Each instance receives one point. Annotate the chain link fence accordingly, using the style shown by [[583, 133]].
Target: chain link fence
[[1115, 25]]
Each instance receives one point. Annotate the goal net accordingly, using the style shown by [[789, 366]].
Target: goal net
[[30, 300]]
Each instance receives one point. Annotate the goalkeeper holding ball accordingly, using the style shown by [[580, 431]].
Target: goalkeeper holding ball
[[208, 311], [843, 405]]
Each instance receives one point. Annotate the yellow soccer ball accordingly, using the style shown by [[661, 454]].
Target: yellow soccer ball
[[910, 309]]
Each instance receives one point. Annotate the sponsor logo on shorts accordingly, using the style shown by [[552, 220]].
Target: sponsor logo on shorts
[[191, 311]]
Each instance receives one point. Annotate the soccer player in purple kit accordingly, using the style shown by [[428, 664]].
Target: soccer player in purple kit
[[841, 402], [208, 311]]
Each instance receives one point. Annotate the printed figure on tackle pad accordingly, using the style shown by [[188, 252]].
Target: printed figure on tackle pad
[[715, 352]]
◆ ◆ ◆
▶ _TASK_
The line with "Each instance receives one point. Annotate the yellow" and every line after it up to the end of the entries: output those exactly, and only those.

▶ _THE COMPLETED TASK_
Each instance receives one point. Annotate the yellow soccer ball accordingly, using the style shown by [[661, 454]].
Target: yellow soccer ball
[[910, 309]]
Each instance receives one point. Annotate the sponsor logo on shorts accordingly, using the style shown by [[552, 220]].
Target: sponsor logo on shorts
[[191, 311]]
Each instance receives one point. Annotate the soccer player in purple kit accordingly, using the style shown by [[428, 664]].
Target: soccer player in purple kit
[[841, 402], [208, 311]]
Each instance receives one point. Annotate the printed figure on tackle pad accordingly, using the style shown by [[188, 252]].
Target: printed figure on tackle pad
[[715, 352]]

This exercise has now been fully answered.